● BRIEF 1: Print the part of the daylight saving time article from "Think about it: That" down to "associated with depression.", keeping every word the same.
● BRIEF 2: Carry on the daylight saving time article from its final sentence, in the same style.

---------- PAGE EXTRACT

This weekend marks the end of daylight saving time. That means that, on Sunday morning at 2 a.m., clocks across America will magically jump back one hour.
For many, this offers a small but valuable treat: An extra hour of sleep. But those extra winks may come at a high cost, according to a new research paper published in the journal Epidemiology. The study shows a drastic spike in diagnoses of depression immediately following the time change. What's going on here?
Roughly 1.6 billion people in about 70 countries observe DST. The exact day and time may differ, but the gist is the same: In the spring, we push our clocks forward, and in the fall we put them back. When we jump back in time, the hour of sunlight that was at the end of the day is now at the beginning. The goal is to make the best use of daylight as the seasons change and the days get either longer or shorter.
But it seems this transition can have a noticeable effect on many people's psychological health. Why? Because it screws with our circadian rhythm, or internal clock. When this clock gets out of sync, it can alter the chemicals in our brain, leading to depression.
Think about it: That extra hour of daylight you'll get on Sunday morning might not actually do you much good. In the morning, you're likely to be in bed, or in the shower, or commuting to work. Chances are you're not out and about taking in the sunshine. In other words, people may miss out on an hour of daylight that they were able to benefit from when it was in the afternoon, during DST. This is no good when you consider that sunshine itself is also really important for our mental health. Research has indicated that moderate exposure to the sun boosts our vitamin D levels. And for many, the very act of jumping back an hour in time is an unwelcome reminder that dreary weather is coming, and that thought alone may prompt symptoms associated with depression.

--------------------
---------- SOURCE MATERIAL

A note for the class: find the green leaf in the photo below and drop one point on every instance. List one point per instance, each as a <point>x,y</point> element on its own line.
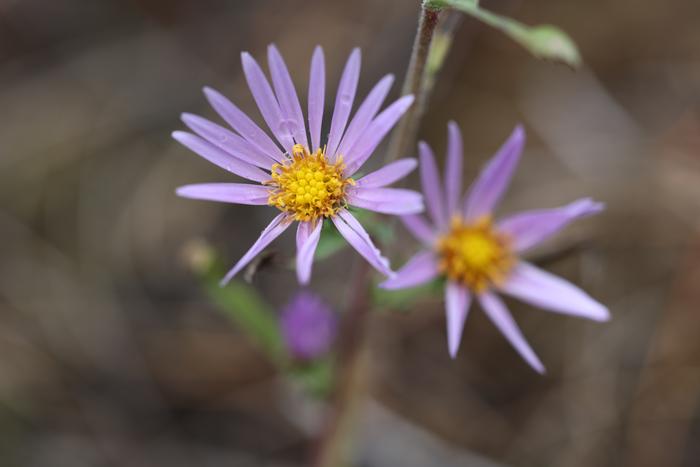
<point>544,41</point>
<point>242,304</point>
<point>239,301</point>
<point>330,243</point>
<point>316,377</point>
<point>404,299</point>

--------------------
---------- SOURCE MATERIAL

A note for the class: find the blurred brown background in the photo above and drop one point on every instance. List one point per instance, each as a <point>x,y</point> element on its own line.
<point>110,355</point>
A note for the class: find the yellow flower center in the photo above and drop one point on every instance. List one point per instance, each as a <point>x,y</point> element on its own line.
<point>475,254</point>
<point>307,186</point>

--------------------

● ANSWER AREA 1:
Think about it: That extra hour of daylight you'll get on Sunday morning might not actually do you much good. In the morning, you're likely to be in bed, or in the shower, or commuting to work. Chances are you're not out and about taking in the sunshine. In other words, people may miss out on an hour of daylight that they were able to benefit from when it was in the afternoon, during DST. This is no good when you consider that sunshine itself is also really important for our mental health. Research has indicated that moderate exposure to the sun boosts our vitamin D levels. And for many, the very act of jumping back an hour in time is an unwelcome reminder that dreary weather is coming, and that thought alone may prompt symptoms associated with depression.

● ANSWER AREA 2:
Indeed, all of this showed up in the research: According to the study, there is an 11 percent spike in the number of depression diagnoses after the autumn time change. To uncover this statistic, Bertel Hansen of the political science department at the University of Copenhagen, who co-authored the new paper, examined nationwide data between 1995 and 2012 from the Danish Psychiatric Central Research Register, which included 185,419 depression diagnoses.
Perhaps the worst part of his team's findings is this: It takes about 20 weeks after the time change for the number of depression diagnoses to level off. Twenty weeks! That's about five months! "It's not enough to just say, 'Oh they go up,'" says Hansen. "[The diagnoses] have to go up more than what we would expect." And that's exactly what they found.
The team also examined how depression levels changed in the spring, right after jumping forward an hour. They expected to see at least a slight decrease in diagnoses, but found no change at all. That "indicates that it is unlikely to be caused by the one-hour time-shift per se, but rather represents a specific consequence of the turning back of clocks in the fall," the paper says.
So what does all of this mean?
As the end of daylight saving time draws near, it wouldn't be such a bad idea to start shifting your schedule slightly so that you get all of the sunlight your body needs. This could be as simple as waking up a bit earlier or simply taking a walk before work or school. And once Sunday hits, it's worth keeping tabs on your mood and energy level, so you're aware of any significant changes.
Hansen says the point of this new research is not to get rid of DST, but to bring attention to the fact that some people are immediately, negatively impacted by the time change.
His advice for Sunday? "Go outside, do it in the morning, and do it right away."